Can you render all of the material below as a Markdown table with two columns, Row and Line, giving each non-blank line its own numbered row?
## Start Data for the task
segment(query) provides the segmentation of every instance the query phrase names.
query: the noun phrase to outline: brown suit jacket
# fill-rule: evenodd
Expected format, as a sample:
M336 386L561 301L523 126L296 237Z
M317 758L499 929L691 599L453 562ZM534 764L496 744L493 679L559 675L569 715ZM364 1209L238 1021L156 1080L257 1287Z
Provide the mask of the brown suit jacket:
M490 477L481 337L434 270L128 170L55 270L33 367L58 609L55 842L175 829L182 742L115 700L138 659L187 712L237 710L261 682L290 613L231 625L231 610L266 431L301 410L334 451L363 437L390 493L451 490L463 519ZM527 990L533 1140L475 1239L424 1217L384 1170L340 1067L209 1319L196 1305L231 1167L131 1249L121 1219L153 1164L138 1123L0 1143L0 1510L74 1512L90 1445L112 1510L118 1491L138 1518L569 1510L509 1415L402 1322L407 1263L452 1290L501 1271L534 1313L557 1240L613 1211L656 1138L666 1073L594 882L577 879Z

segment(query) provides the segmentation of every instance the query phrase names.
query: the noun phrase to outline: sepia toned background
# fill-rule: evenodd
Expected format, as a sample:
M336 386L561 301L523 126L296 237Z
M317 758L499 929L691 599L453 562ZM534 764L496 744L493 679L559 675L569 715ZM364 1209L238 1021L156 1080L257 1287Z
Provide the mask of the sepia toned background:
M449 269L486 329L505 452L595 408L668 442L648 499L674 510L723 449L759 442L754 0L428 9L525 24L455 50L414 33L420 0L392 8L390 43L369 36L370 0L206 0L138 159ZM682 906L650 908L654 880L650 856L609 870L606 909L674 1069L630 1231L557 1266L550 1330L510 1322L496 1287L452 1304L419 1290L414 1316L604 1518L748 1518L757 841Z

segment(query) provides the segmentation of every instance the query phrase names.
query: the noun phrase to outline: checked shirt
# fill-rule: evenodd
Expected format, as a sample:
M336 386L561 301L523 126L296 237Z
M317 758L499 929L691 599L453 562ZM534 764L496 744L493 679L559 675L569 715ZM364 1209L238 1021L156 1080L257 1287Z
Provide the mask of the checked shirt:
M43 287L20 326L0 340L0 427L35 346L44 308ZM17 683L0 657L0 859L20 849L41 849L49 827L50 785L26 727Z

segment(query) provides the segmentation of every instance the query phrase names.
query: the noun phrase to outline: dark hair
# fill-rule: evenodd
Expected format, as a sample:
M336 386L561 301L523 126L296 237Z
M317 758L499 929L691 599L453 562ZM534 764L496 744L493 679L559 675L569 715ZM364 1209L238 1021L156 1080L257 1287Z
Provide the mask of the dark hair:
## End Data for the task
_Final result_.
| Row | Line |
|---|---|
| 1 | segment(query) provides the segmentation of every instance the query phrase names. |
| 2 | query: the noun phrase to outline: brown suit jacket |
| 3 | # fill-rule: evenodd |
| 4 | Expected format, as a sample: |
| 5 | M336 386L561 301L523 126L296 237Z |
| 6 | M317 758L499 929L691 599L453 562ZM534 764L496 744L493 679L559 675L569 715ZM364 1209L238 1021L156 1080L257 1287Z |
| 7 | Provide the mask of the brown suit jacket: |
| 8 | M490 477L481 337L434 270L128 170L55 270L33 367L58 609L55 842L175 829L182 742L115 700L138 659L187 712L237 710L261 682L290 613L231 625L231 610L266 431L301 410L334 451L363 437L390 493L451 490L463 519ZM527 990L533 1140L475 1239L424 1217L384 1170L340 1067L209 1319L196 1305L231 1167L131 1249L121 1219L153 1164L138 1123L0 1143L0 1510L74 1512L90 1445L112 1510L118 1491L138 1518L569 1510L509 1415L402 1322L407 1263L452 1290L501 1271L534 1313L557 1240L613 1211L656 1138L666 1073L594 882L577 879Z |
| 9 | segment(query) provides the segmentation of every instance the query phrase names. |
| 10 | query: the noun phrase to outline: sepia toned background |
| 11 | # fill-rule: evenodd |
| 12 | Expected format, as a sample: |
| 13 | M336 386L561 301L523 126L296 237Z |
| 14 | M317 758L499 929L691 599L453 562ZM534 764L496 744L493 679L559 675L569 715ZM364 1209L238 1021L156 1080L257 1287Z |
| 15 | Provide the mask of the sepia toned background: |
| 16 | M449 269L486 329L505 452L595 408L668 442L648 499L674 510L723 449L759 442L754 0L428 9L525 24L455 50L414 33L420 0L392 8L390 43L369 36L370 0L206 0L138 159ZM682 906L650 908L654 880L650 856L609 870L606 909L674 1069L630 1231L557 1266L550 1330L510 1322L496 1287L452 1304L419 1290L414 1316L604 1518L748 1518L757 841Z |
| 17 | segment(query) provides the segmentation of every instance the query phrase names. |
| 18 | query: the noun phrase to outline: checked shirt |
| 19 | # fill-rule: evenodd |
| 20 | Expected format, as a sample: |
| 21 | M336 386L561 301L523 126L296 237Z |
| 22 | M317 758L499 929L691 599L453 562ZM534 764L496 744L493 679L559 675L569 715ZM364 1209L238 1021L156 1080L257 1287Z |
| 23 | Provide the mask of the checked shirt: |
| 24 | M43 287L20 326L0 340L0 427L35 346L44 308ZM17 683L0 657L0 859L20 849L41 849L49 827L50 785L26 727Z |
| 25 | segment(query) provides the segmentation of every instance the query phrase names. |
| 26 | query: the noun phrase to outline: dark hair |
| 27 | # fill-rule: evenodd |
| 28 | Expected format, as a sample: |
| 29 | M336 386L561 301L523 126L296 237Z |
| 30 | M317 758L499 929L691 599L453 562ZM534 764L496 744L493 679L559 675L569 715ZM364 1209L238 1021L156 1080L257 1287Z |
| 31 | Provide the mask of the dark hair: |